Excerpted passage:
· · · · · · ·

Early voting starts in New York state this Saturday, October 24th, and local officials are expecting a massive turnout.
“It’s just going to be a record turnout. We expect, and hopefully are prepared, for the volumes that are coming,” said Onondaga County Democratic Elections Commissioner Dustin Czarny.
There will be six polling sites throughout Onondaga County; you can choose to vote at any one of them, regardless of your designated voting district, which dictates where you can vote on election day itself on November 3rd.
Last year 8,462 people chose to vote early in Onondaga County. That number is expected to increase as early voting sites around the county see record numbers, leading to long lines and wait times. Board of Elections officials in Onondaga County say that the fact that voters have six polling sites for early voting should help to keep wait times down; New York State law also mandates that officials find a way to ensure voters do not wait longer than thirty minutes to vote early.
“There's going to be some lines, so if voters are patient and wait, it will take a little time,” said Onondaga County Republican Elections Commissioner Michele Sardo, “our inspectors are very good, maybe a few minutes after [thirty minute limit] but they'll do very well.”
Both elections commissioners for Onondaga County say they are confident in the health and safety protocols in place for in-person voting. They’ll be the same standards and procedures used during the primary over the summer.
The Southwest Community Centre in Syracuse is one of the six early voting sites in the county. Darryl Mercer works there as the maintenance supervisor, and he’ll be volunteering to assist in cleaning efforts on early voting days and on election day. He says his team will perform a deep clean of every surface, tablet and pen voters could come into contact with every hour.
“We want everybody to understand that this thing this COVID-19 is for real,” said Mercer, “right here at the Southwest Community Center we are going to make it safe.”
Voters will be required to maintain social distancing and wear masks. There will be one entrance and a separate exit, maintaining one-way foot traffic through the polling site.
“That's all we need y'all to do, it will be safe,” said Mercer.
The Board of Elections is still working through absentee ballots. As of Monday, voters have returned 28,509 ballots to the county. There have been 59,758 applications for an absentee ballot; 30,300 from registered Democrats, and 12,573 from Republicans. Both elections commissioners agree that there is no evidence of voter fraud associated with absentee ballots.
Election officials check each one as they come in to ensure they have been filled out correctly; a new state law requires the county to notify voters if their ballot won’t be counted for some kind of mistake, giving them time to correct it. So far 400 of the nearly 30 thousand ballots the county has received have been flagged for an error, which Czarny says is typical for any election cycle. You can see the county’s instructions for voting by mail here.
“A lot of times it’s, people are voting absentee for the first time, they've never done it before, they forget to sign - it’s something innocent that would have otherwise thrown out their vote,” said Czarny.
So far 9 thousand more Democrats have applied for an absentee ballot than Republicans in Onondaga County – but more Republicans are expected to vote in-person, starting with early voting this weekend, according to Sardo.

· · · · · · ·

(Saved entries)

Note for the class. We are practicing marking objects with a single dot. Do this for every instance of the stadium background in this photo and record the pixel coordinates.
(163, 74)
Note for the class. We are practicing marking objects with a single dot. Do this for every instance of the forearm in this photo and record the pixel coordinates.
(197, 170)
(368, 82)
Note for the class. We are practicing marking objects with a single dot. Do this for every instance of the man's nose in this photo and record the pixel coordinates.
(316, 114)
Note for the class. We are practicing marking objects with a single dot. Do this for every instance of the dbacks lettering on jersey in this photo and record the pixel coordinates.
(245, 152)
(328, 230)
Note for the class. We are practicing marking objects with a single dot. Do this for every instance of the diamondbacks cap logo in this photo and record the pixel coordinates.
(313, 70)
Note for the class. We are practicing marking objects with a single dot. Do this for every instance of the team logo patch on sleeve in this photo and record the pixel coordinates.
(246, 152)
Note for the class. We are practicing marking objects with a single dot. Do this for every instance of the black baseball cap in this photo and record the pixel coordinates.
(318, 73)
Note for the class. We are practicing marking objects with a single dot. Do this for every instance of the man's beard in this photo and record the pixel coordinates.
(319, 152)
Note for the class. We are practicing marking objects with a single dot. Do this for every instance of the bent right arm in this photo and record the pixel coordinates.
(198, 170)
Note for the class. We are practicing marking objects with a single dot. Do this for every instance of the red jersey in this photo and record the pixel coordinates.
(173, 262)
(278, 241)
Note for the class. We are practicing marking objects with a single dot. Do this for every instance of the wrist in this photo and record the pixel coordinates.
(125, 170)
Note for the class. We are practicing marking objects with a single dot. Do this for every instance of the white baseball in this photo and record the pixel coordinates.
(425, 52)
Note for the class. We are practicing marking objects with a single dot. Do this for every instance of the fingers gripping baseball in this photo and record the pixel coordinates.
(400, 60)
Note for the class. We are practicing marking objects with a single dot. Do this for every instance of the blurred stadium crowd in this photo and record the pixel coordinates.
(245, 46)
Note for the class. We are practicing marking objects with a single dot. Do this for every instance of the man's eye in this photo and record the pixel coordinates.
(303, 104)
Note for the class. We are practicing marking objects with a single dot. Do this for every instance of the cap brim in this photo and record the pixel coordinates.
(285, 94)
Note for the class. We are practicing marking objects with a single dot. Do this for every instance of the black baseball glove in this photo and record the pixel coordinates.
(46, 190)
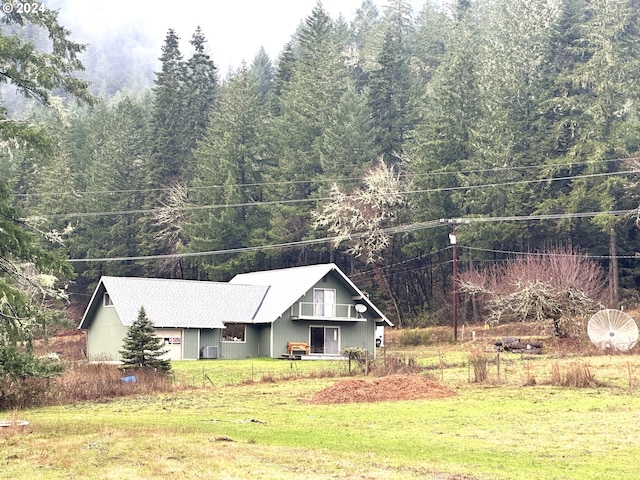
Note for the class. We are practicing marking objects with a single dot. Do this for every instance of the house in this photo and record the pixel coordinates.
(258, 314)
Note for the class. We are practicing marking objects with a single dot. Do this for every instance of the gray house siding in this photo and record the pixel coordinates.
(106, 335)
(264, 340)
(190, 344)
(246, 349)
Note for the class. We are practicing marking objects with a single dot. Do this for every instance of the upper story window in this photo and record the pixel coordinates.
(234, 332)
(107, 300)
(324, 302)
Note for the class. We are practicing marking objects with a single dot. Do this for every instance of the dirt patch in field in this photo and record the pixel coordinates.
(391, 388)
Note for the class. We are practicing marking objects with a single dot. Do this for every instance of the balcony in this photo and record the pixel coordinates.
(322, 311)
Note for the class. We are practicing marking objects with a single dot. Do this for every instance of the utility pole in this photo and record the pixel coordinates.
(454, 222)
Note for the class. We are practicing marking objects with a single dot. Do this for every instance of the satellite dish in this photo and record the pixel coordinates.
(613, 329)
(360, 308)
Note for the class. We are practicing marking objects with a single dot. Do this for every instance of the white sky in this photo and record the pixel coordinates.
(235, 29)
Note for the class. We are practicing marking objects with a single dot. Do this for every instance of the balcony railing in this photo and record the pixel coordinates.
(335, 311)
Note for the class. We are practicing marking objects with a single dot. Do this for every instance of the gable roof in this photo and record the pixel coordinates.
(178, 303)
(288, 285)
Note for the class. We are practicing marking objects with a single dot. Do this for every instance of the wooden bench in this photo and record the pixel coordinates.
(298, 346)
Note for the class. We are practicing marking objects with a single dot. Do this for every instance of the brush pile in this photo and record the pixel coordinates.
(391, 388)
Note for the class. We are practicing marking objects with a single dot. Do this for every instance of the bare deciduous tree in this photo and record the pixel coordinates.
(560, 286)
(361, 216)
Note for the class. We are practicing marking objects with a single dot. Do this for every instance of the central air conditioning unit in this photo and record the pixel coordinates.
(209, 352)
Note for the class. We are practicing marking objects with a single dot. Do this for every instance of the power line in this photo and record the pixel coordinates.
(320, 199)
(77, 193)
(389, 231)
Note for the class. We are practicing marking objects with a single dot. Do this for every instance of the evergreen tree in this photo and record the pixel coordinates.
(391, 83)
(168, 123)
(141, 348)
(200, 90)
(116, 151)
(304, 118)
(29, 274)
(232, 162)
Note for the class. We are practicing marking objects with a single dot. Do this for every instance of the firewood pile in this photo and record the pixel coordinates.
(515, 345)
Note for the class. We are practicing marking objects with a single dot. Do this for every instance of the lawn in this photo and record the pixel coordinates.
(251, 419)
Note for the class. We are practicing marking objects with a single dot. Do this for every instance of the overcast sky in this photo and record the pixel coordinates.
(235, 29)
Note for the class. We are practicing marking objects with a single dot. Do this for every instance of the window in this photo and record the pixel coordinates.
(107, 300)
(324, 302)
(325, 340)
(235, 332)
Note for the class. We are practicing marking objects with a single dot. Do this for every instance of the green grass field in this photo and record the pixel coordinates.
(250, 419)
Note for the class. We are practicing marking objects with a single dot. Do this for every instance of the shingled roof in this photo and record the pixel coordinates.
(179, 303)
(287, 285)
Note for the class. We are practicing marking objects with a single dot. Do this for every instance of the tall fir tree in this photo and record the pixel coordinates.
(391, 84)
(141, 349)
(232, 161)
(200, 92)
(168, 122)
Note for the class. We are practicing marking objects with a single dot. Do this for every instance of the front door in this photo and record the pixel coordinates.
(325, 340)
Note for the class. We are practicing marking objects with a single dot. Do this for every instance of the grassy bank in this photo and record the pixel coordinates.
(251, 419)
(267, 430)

· · · · · · ·

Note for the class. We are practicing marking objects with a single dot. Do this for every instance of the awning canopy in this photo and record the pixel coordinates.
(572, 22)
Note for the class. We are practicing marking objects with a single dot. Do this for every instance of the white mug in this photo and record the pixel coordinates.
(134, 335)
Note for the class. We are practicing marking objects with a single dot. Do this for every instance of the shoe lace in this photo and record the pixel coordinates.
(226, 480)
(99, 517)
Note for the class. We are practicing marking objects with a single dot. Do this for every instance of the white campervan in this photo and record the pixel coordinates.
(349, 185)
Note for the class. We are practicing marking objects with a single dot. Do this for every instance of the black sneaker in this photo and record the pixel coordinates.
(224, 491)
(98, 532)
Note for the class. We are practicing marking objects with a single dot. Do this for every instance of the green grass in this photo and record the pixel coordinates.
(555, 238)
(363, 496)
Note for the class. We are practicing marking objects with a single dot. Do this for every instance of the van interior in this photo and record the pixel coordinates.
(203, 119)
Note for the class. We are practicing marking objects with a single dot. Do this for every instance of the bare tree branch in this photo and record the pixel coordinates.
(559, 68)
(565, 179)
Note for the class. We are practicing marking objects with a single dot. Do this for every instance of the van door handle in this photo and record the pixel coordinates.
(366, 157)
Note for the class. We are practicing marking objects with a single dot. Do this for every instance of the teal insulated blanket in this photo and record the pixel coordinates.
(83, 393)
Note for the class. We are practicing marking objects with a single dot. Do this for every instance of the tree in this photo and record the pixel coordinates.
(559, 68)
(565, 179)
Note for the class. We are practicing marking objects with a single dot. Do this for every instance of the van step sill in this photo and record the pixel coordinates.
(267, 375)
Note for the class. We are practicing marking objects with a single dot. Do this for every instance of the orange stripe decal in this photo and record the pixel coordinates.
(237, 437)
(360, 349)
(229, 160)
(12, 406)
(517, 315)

· · · · · · ·

To do:
In the article on early voting in Onondaga County, how many people chose to vote early in the county last year?

Solved exercise:
8,462 people.